Records of labeled boxes:
^^^^

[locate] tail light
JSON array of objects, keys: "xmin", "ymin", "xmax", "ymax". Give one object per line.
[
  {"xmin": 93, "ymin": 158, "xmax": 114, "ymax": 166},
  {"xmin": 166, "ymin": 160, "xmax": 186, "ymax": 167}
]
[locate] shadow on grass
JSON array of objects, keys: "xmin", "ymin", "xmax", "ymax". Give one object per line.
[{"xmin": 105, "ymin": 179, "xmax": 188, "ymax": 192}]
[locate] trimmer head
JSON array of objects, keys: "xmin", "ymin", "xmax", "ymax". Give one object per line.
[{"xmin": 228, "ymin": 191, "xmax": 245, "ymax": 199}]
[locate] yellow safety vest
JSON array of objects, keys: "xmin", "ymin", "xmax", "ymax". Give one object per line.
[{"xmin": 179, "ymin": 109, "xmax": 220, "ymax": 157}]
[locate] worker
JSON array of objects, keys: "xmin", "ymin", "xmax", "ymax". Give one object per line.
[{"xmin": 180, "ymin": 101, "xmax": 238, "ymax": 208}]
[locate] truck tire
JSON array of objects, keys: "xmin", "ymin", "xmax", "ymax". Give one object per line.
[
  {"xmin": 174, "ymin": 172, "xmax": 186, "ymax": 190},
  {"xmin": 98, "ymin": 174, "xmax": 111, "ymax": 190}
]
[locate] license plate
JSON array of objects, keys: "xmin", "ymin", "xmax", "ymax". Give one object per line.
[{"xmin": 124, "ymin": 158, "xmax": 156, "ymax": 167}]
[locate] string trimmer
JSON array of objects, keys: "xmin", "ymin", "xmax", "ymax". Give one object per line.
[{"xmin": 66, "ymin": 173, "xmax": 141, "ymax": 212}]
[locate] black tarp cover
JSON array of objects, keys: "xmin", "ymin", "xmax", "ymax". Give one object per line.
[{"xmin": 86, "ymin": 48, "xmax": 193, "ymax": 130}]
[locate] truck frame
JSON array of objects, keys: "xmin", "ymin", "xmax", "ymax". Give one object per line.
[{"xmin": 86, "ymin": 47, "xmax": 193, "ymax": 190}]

^^^^

## INSTRUCTION:
Copy all of the rows above word for word, leaving every line unchanged.

## EXERCISE RESULT:
[locate] tail light
JSON array of objects, keys: "xmin", "ymin", "xmax", "ymax". Give one object per line.
[
  {"xmin": 93, "ymin": 158, "xmax": 114, "ymax": 166},
  {"xmin": 166, "ymin": 160, "xmax": 186, "ymax": 167}
]
[locate] shadow on grass
JSON array of objects, keys: "xmin", "ymin", "xmax", "ymax". Give one object per line.
[{"xmin": 105, "ymin": 179, "xmax": 188, "ymax": 192}]
[locate] trimmer head
JSON array of objects, keys: "xmin", "ymin", "xmax", "ymax". Give one object per line.
[{"xmin": 228, "ymin": 191, "xmax": 245, "ymax": 199}]
[locate] yellow safety vest
JSON array of objects, keys: "xmin", "ymin", "xmax", "ymax". Give one object per line.
[{"xmin": 179, "ymin": 109, "xmax": 220, "ymax": 157}]
[locate] worker
JSON array of objects, keys: "xmin", "ymin", "xmax", "ymax". Give one object per line.
[{"xmin": 180, "ymin": 101, "xmax": 238, "ymax": 208}]
[locate] truck tire
JSON array of objects, keys: "xmin", "ymin", "xmax", "ymax". Give one object per line.
[
  {"xmin": 174, "ymin": 172, "xmax": 186, "ymax": 190},
  {"xmin": 98, "ymin": 174, "xmax": 111, "ymax": 190}
]
[locate] license plate
JSON array of objects, keys: "xmin", "ymin", "xmax", "ymax". Give one object per line.
[{"xmin": 124, "ymin": 158, "xmax": 156, "ymax": 167}]
[locate] string trimmer
JSON array of objects, keys: "xmin", "ymin", "xmax", "ymax". Give one object per line.
[{"xmin": 66, "ymin": 173, "xmax": 141, "ymax": 212}]
[locate] black tarp cover
JSON array of objects, keys: "xmin", "ymin", "xmax", "ymax". Give one object per line.
[{"xmin": 86, "ymin": 48, "xmax": 193, "ymax": 130}]
[locate] truck frame
JSON array of objects, keys: "xmin", "ymin", "xmax", "ymax". Give one object per line.
[{"xmin": 86, "ymin": 47, "xmax": 193, "ymax": 190}]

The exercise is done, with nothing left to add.